* Instructions for the task: Would you transcribe all of the data exactly, down to the last character?
*-*-*
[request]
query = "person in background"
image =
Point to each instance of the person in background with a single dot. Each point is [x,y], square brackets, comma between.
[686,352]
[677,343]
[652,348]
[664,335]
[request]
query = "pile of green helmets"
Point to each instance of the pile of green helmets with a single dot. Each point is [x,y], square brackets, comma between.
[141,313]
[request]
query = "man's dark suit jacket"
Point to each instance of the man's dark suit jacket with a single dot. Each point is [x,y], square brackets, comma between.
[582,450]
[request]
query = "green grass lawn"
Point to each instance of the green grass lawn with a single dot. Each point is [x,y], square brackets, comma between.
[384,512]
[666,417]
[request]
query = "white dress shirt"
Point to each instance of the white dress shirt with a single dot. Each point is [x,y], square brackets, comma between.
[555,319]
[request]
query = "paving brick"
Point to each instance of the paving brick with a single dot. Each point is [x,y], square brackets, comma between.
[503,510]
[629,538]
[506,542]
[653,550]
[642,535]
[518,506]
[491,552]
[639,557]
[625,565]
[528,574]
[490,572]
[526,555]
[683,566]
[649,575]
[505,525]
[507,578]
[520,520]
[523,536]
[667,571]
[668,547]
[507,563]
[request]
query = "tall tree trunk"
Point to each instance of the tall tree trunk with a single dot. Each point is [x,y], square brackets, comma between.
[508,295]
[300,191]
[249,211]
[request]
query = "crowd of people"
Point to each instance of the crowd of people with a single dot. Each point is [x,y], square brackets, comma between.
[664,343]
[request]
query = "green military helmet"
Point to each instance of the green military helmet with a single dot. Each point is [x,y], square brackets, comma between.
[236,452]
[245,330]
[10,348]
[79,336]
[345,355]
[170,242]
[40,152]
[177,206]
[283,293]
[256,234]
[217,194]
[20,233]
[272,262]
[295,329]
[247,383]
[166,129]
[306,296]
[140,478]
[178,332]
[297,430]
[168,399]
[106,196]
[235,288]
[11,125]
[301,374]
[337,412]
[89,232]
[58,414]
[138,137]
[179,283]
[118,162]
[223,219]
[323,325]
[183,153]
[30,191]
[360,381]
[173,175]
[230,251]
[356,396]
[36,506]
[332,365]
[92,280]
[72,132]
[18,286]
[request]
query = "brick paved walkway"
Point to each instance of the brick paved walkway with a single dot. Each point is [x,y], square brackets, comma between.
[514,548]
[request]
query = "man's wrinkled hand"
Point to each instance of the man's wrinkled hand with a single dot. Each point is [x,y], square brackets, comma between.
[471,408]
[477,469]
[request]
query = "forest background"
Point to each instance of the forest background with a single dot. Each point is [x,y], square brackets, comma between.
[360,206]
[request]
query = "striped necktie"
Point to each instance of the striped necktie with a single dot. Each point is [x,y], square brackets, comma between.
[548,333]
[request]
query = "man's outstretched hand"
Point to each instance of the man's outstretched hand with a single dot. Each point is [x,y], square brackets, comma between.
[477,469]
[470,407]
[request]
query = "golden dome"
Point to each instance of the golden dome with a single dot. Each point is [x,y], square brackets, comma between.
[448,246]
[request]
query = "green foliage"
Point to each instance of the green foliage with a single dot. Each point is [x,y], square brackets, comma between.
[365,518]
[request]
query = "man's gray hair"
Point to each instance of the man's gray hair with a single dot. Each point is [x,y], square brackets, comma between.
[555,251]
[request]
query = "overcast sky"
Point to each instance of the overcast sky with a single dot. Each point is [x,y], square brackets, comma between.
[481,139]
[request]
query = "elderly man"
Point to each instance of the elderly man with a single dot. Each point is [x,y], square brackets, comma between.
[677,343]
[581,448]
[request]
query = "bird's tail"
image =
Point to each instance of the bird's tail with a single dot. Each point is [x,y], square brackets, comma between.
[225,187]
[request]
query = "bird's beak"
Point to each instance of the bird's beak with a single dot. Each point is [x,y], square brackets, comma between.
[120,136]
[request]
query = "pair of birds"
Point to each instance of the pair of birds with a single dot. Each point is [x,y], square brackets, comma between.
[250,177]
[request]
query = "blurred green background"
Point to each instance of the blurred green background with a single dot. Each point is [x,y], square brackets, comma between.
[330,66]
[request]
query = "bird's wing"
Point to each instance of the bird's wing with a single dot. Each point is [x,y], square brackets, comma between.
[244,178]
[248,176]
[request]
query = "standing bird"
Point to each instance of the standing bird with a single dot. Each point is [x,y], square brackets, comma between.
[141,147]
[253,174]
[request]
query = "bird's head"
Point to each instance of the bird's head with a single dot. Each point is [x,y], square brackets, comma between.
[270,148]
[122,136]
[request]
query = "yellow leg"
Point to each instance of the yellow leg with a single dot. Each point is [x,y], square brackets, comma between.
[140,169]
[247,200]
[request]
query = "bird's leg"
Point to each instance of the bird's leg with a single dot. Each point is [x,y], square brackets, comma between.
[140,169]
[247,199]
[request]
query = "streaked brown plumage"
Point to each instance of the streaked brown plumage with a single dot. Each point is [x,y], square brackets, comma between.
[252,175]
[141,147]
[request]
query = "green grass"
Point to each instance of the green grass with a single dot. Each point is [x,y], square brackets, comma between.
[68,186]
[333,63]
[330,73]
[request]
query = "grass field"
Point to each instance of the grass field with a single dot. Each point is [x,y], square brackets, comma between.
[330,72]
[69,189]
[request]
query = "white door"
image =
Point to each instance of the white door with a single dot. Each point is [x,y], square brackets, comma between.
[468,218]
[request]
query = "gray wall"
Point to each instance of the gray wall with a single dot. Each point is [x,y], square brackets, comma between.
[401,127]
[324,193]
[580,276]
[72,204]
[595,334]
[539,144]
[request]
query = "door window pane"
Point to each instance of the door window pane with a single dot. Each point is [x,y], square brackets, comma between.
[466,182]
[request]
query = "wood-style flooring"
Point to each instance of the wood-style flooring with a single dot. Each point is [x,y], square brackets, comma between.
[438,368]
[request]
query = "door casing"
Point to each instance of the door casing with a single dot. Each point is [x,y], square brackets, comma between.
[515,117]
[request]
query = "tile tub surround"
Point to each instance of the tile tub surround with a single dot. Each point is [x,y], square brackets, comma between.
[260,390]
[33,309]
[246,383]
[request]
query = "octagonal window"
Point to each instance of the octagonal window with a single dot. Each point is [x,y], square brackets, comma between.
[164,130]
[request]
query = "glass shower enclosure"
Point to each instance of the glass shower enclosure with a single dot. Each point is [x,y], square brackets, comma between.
*-*-*
* The completed task:
[request]
query = "person in background"
image =
Point to each instance of the person in background with a single dot. Each point is [x,y], square brackets, comma between.
[686,352]
[677,343]
[652,348]
[664,335]
[request]
query = "pile of green helmets"
Point to each instance of the pile of green helmets with a single dot. Each point is [x,y], square brackets, comma between.
[141,313]
[request]
query = "man's dark suit jacket"
Point to each instance of the man's dark suit jacket with a single dot. Each point is [x,y], square brackets, comma between.
[582,450]
[request]
query = "green grass lawn"
Point to each instance of the green grass lawn with a single dot. Each point is [x,y], square brackets, comma between.
[384,512]
[666,417]
[request]
query = "white dress shirt"
Point to each instance of the white dress shirt with a single dot. Each point is [x,y], square brackets, comma between.
[555,319]
[request]
query = "paving brick"
Point to each instance of the paving brick with a single dot. Each point is [x,y], square brackets, comma between.
[503,510]
[629,538]
[506,542]
[653,550]
[642,535]
[518,506]
[491,552]
[639,557]
[625,565]
[528,574]
[490,572]
[526,555]
[683,566]
[649,575]
[505,525]
[507,578]
[520,520]
[523,536]
[667,571]
[668,547]
[507,563]
[request]
query = "tall tree trunk"
Point to each instance of the tall tree trunk with a single dot. Each point is [x,y], square brackets, comma between.
[508,295]
[300,191]
[249,211]
[request]
query = "crowd of people"
Point to each instance of the crowd of people with a single dot. Each point is [x,y], square brackets, comma between.
[664,343]
[request]
query = "green military helmet"
Point to each instance of the green military helmet with a single dot. Each point is [x,y], square brackets, comma between.
[236,452]
[245,330]
[10,348]
[79,336]
[345,355]
[170,242]
[40,152]
[177,206]
[283,293]
[256,234]
[217,194]
[20,233]
[272,262]
[295,329]
[247,383]
[166,129]
[306,296]
[140,478]
[178,332]
[297,430]
[168,399]
[106,196]
[235,288]
[11,125]
[301,374]
[337,412]
[89,232]
[58,414]
[138,137]
[179,283]
[118,162]
[223,219]
[323,325]
[183,153]
[30,191]
[360,381]
[173,175]
[230,251]
[356,396]
[36,506]
[332,365]
[92,280]
[72,132]
[18,286]
[request]
query = "brick paved walkway"
Point to each instance of the brick paved walkway with a single dot. Each point is [x,y], square brackets, comma between.
[514,548]
[request]
query = "man's wrinkled hand"
Point to each instance of the man's wrinkled hand with a single dot. Each point is [x,y], square brackets, comma between.
[471,408]
[477,469]
[request]
query = "forest background"
Point to each instance of the forest background with a single dot. Each point is [x,y], square brackets, comma between.
[360,206]
[request]
query = "striped necktie"
Point to each instance of the striped necktie with a single dot. Each point is [x,y], square brackets, comma between.
[548,333]
[request]
query = "man's outstretched hand"
Point to each instance of the man's outstretched hand with a single dot. Each point is [x,y], square brackets, comma between.
[477,469]
[470,407]
[request]
query = "golden dome"
Point to each instance of the golden dome with a single dot. Each point is [x,y], square brackets, comma between.
[448,246]
[request]
query = "green foliage"
Point to each instance of the green foliage with a single dot. Each point is [x,y], square brackets, comma between.
[365,518]
[request]
query = "man's gray hair"
Point to each instance of the man's gray hair with a single dot. Each point is [x,y], square brackets, comma between.
[555,251]
[request]
query = "overcast sky"
Point to each instance of the overcast sky with a single dot. Each point is [x,y], square brackets, comma between.
[481,139]
[request]
query = "elderly man"
Point to each instance of the elderly man with a single dot. Each point is [x,y], square brackets, comma between.
[677,343]
[581,448]
[request]
query = "bird's tail"
image =
Point to each instance of the bird's tail with a single dot. Each point is [x,y], square brackets, comma between.
[225,187]
[request]
query = "bird's beak"
Point to each instance of the bird's beak with a single dot. Each point is [x,y], square brackets, comma between.
[120,136]
[request]
query = "pair of birds"
Point to each instance of the pair of birds with a single dot. Each point is [x,y], square brackets, comma between.
[250,177]
[request]
query = "blurred green background"
Point to each instance of the blurred green background with a single dot. Each point is [x,y], square brackets, comma between.
[330,66]
[request]
query = "bird's wing"
Point to each instance of the bird's wing with a single dot. Each point is [x,y], square brackets, comma between.
[244,178]
[248,176]
[request]
query = "standing bird"
Point to each instance of the standing bird with a single dot. Each point is [x,y], square brackets, comma between.
[141,147]
[253,174]
[request]
query = "bird's head"
Point to each instance of the bird's head with a single dot. Each point is [x,y], square brackets, comma between.
[270,148]
[122,136]
[request]
query = "yellow leg"
Point to each instance of the yellow leg with a single dot. Each point is [x,y], square brackets, comma between.
[140,169]
[247,200]
[request]
query = "bird's leg"
Point to each instance of the bird's leg with a single dot. Each point is [x,y], square brackets, comma between.
[140,169]
[247,199]
[request]
query = "streaked brown plumage"
Point to each instance of the streaked brown plumage with a single dot. Each point is [x,y], square brackets, comma between.
[252,175]
[141,147]
[request]
query = "green grass"
Point to each instance of the green grass with a single dot. Each point is [x,y], square brackets, comma between.
[68,186]
[333,63]
[330,73]
[request]
query = "grass field"
Point to each instance of the grass field with a single dot. Each point is [x,y], square brackets, comma between.
[330,72]
[69,189]
[request]
query = "white door"
image =
Point to each instance of the white door with a single dot. Each point is [x,y], square brackets, comma between.
[468,218]
[request]
query = "gray wall"
Point to each instance of the gray wall with a single dot. Each point is [x,y], square brackets, comma between.
[401,127]
[324,193]
[580,276]
[72,204]
[595,334]
[539,144]
[request]
query = "door window pane"
Point to each instance of the door window pane with a single dot. Each point is [x,y], square brackets, comma between.
[466,182]
[request]
query = "wood-style flooring"
Point to each instance of the wood-style flooring with a single dot. Each point is [x,y], square brackets, comma between.
[438,368]
[request]
query = "door casing"
Point to each instance of the door casing with a single dot. Each point is [x,y], square brackets, comma between.
[515,117]
[request]
query = "tile tub surround"
Point to each instance of the tile tub surround with a single dot. Each point is [x,y], square brackets, comma between.
[260,390]
[33,309]
[246,383]
[request]
query = "octagonal window"
Point to each instance of the octagonal window with a single dot. Each point is [x,y], square brackets, comma between.
[164,130]
[request]
query = "glass shower enclosure"
Point to each instance of the glass shower enclosure with a single dot. Each point is [x,y], square brackets, comma between.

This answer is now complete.